▶ TEXTE À LIRE:
__________
C’est après un circuit de plus de deux ans que le film policier d’Anurag Kashyap Raman Raghav 2.0, alias Psycho Raman, alias The Mumbai Murders, présenté à la Quinzaine des Réalisateurs 2016 et distribué depuis un peu partout dans le monde (une version remontée pour le marché indien est même disponible sur Netflix), trouve enfin le chemin des salles françaises. Occasion de revérifier, avec ce nouveau fragment parvenu en Occident de la filmographie prolifique du réalisateur de Gangs of Wasseypur, que celui-ci reste un ambassadeur dynamique d’un cinéma hindi déjouant résolument le cliché d’une domination de Bollywood.
L’œil du mal
Comme pour sa saga criminelle, on peut reconnaître en The Mumbai Murders deux signes d’intentions du cinéaste : une forme de subversion du divertissement bollywoodien (des passages chantés aux paroles sombres, jusqu’au malaise) ; et une réponse locale, ancrée dans la réalité de Mumbai hors des studios, à un genre plutôt investi par le cinéma américain, en l’occurrence le « film de serial-killer ». Par ailleurs inspiré des authentiques meurtres commis dans les années 1960 par un certain Raman Raghav dans les faubourgs de Mumbai, le film de Kashyap n’hésite pas, au moins dans les grandes lignes de son scénario, à envoyer quelques signes de reconnaissance superficielle au réputé Seven de David Fincher : Ramanna, le tueur, viendra taquiner le policier Raghavan jusque sous son nez sans que celui-ci le démasque, et finira par l’amener vers lui, c’est-à-dire à lui faire franchir la ligne le séparant de l’irréparable. Superficielle, car en pratique la parenté entre les deux films ne tient pas la route plus loin que les deux scènes de prologue, le temps que l’on apprenne deux choses. Cocaïnomane et déjà un peu plus que borderline, Raghavan enjambe d’entrée de jeu le précipice, et la perspective que lui offre le film est d’atteindre un état plus sinistre encore. Quant à Ramanna, il n’a pas grand-chose du manipulateur diabolique cliché du genre, mais tandis que dans ce prologue il découvre Raghavan à l’insu de ce dernier, il se révèle un voyeur jouissant autant de tuer que d’observer chez l’autre cette attraction de la violence. Dès lors, sans vraiment planifier, il attendra, en y contribuant à peine en saisissant quelque occasion, que l’objet de son obsession se rabaisse tout à fait à son niveau.
__________
▶ LES LIGNES:
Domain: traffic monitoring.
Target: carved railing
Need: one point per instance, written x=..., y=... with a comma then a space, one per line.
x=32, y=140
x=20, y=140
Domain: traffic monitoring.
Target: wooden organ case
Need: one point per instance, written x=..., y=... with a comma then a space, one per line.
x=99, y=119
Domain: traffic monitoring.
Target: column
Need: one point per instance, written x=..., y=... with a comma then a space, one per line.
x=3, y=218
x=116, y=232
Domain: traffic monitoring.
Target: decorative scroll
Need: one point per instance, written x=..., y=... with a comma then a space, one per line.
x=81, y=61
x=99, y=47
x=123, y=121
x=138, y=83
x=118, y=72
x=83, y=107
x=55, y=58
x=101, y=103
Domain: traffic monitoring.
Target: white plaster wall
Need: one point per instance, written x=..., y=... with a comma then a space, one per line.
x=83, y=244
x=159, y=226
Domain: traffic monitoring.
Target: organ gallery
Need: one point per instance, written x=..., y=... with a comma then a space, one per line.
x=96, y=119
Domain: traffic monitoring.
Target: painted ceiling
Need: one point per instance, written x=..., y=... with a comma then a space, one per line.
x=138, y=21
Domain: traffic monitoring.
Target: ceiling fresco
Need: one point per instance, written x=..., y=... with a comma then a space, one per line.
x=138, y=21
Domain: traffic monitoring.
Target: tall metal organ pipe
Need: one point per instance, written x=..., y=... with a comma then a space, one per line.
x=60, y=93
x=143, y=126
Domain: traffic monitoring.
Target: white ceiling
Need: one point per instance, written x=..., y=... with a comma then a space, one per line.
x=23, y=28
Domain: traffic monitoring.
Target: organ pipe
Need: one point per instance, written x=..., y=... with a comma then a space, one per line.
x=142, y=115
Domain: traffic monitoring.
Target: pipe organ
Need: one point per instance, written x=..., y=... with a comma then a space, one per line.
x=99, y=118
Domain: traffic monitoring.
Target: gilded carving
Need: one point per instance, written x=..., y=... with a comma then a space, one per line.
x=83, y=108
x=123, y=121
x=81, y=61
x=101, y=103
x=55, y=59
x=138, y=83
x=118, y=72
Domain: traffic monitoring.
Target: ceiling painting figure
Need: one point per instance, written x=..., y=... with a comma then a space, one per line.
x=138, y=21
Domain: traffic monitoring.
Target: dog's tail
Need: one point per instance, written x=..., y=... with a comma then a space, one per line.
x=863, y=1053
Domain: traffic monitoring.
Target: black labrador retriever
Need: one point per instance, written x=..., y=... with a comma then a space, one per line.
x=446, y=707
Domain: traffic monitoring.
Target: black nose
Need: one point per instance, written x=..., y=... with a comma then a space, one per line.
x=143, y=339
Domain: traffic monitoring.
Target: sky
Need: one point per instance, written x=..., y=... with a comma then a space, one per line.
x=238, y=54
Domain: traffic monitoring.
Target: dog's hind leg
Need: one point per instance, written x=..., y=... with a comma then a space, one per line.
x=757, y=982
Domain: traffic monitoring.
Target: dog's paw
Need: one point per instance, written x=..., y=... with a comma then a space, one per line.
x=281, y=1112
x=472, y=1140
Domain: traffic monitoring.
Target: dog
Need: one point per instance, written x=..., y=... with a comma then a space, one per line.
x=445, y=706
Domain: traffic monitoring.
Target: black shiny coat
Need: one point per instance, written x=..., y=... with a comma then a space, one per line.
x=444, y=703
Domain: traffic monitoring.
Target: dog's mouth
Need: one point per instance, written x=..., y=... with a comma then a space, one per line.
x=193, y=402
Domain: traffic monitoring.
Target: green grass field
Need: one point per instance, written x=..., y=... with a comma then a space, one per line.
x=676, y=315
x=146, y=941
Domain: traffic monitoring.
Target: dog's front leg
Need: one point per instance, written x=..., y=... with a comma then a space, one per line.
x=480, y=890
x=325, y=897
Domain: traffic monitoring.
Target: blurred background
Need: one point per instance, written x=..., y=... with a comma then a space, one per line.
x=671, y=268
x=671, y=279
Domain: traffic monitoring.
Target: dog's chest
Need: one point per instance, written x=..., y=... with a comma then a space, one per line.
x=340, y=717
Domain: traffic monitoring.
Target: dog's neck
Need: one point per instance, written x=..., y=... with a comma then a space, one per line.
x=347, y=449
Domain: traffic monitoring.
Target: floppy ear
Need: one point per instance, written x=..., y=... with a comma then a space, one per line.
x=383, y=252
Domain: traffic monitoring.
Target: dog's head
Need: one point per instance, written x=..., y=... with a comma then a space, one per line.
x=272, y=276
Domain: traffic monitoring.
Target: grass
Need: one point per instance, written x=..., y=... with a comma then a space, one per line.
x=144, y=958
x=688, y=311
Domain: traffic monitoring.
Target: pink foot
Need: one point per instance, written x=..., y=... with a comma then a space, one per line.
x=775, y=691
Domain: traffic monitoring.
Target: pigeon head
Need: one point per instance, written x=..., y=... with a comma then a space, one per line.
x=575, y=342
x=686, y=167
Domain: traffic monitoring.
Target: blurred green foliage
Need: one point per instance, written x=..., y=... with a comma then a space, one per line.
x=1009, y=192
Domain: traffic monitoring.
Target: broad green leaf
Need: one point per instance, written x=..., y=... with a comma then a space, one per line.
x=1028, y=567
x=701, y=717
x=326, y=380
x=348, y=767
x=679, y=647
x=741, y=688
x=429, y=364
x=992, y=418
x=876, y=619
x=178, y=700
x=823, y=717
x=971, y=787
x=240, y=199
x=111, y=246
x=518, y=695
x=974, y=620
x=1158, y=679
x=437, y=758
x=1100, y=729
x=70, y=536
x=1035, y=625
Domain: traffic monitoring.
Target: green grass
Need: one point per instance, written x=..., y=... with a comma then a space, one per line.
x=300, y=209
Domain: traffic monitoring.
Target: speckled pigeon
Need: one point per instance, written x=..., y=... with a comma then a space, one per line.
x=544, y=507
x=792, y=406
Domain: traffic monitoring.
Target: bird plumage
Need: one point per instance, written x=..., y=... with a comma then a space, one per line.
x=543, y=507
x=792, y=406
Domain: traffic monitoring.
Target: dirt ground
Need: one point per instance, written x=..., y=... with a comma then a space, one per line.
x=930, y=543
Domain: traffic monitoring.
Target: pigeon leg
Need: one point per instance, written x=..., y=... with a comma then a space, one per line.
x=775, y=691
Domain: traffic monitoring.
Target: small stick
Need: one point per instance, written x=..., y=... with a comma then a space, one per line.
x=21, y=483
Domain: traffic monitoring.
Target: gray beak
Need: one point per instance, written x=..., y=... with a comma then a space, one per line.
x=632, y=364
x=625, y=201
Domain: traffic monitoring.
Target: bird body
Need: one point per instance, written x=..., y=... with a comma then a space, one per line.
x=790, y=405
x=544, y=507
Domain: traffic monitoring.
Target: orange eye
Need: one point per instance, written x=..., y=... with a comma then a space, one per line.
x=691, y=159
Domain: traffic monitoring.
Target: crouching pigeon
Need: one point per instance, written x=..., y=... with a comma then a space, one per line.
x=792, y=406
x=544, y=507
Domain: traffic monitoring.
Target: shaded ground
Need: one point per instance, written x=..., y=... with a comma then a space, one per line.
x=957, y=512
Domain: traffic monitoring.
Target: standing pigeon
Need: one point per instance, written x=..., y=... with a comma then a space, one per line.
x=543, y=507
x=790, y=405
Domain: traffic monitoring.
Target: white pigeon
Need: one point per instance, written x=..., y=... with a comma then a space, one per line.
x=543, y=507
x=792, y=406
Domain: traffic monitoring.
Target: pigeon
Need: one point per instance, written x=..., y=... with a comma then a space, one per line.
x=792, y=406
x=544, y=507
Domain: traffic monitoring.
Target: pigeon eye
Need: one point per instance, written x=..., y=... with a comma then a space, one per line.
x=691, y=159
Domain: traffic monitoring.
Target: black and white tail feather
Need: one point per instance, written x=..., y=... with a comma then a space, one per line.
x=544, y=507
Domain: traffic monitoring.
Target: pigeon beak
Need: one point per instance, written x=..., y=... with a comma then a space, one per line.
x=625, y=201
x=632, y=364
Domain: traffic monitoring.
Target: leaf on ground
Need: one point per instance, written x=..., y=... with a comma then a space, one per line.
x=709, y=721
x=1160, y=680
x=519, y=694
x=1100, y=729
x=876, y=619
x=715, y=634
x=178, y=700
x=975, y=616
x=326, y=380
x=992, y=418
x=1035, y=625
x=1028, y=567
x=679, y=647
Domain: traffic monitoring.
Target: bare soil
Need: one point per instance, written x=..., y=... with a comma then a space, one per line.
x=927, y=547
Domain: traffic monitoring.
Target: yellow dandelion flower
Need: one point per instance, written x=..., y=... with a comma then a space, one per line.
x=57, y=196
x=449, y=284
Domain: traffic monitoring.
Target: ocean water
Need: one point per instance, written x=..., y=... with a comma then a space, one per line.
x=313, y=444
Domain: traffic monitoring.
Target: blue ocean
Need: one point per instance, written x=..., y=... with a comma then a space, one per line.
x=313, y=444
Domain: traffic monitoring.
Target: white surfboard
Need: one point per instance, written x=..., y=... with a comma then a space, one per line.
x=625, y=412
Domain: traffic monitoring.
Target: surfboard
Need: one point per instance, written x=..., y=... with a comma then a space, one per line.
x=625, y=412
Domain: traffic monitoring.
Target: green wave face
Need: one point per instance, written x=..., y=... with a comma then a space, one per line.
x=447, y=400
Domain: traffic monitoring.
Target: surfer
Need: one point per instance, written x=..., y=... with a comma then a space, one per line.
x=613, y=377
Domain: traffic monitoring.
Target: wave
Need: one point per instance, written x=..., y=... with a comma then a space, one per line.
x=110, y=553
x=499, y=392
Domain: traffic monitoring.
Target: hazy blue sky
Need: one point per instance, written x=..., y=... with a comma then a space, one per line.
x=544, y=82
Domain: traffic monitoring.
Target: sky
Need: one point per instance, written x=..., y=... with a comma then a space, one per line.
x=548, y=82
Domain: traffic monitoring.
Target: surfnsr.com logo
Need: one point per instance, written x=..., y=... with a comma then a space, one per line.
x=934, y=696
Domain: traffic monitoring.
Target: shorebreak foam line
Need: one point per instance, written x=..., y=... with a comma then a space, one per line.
__________
▶ CONSIGNE: Quelle suite donneriez-vous à la critique du film The Mumbai Murders, en reprenant juste après sa dernière phrase ? Les lignes ne jouent ici aucun rôle.

▶ CORRIGÉ:
L’insaisissable
À partir de ce prologue, le film sort des ornières du genre en assumant le parallélisme faussé – car asymétrique – des parcours des deux personnages, s’attardant au moins autant sur l’un que sur l’autre. Raghavan, tout en pataugeant dans son enquête où il a toujours un temps de retard jusqu’à ce que sa proie lui facilite la tâche, passe le film à se consumer dans sa dépendance, son manque de sommeil, son refus de s’engager dans sa relation de couple en cours (intéressant personnage de la petite amie Simmy, amoureuse autant que distante), son penchant pour la destruction. Le portrait de Ramanna est plus flou et moins rectiligne, entre puissance délétère abstraite et présence terre-à-terre de meurtrier de fait divers, équilibre tenu par le jeu maîtrisé de Nawazuddin Siddiqui (acteur inoubliable depuis Gangs of Wasseypur). Personnage à la biographie brouillée (racontant des bribes sa vie en les arrangeant au gré de son inspiration), vigie permanente dans le dos de Raghavan (et aussi semble-t-il sur sa conscience, jusqu’à témoigner de faits dont il aurait difficilement pu être témoin), Ramanna n’en acquiert pas pour autant une dimension si supérieure que cela. Les manifestations de sa pulsion scopique, que le film matérialise notamment en resserrant le cadre de quelques plans sur ses yeux fébriles, ne font pas oublier que cette fonction de voyeur, c’est lui-même qui se l’attribue, la fantasmant même (en mimant des jumelles avec ses mains). Et sa confrontation parfois salée avec une réalité matérielle têtue (enfermé à clé, puis traînant son envie de meurtre dans la misère des bidonvilles, galérant même pour obtenir une barre de fer – son arme de prédilection) le renvoie à sa médiocrité terrienne, que sa « liberté » amorale de tuer comme il respire ne saurait sublimer.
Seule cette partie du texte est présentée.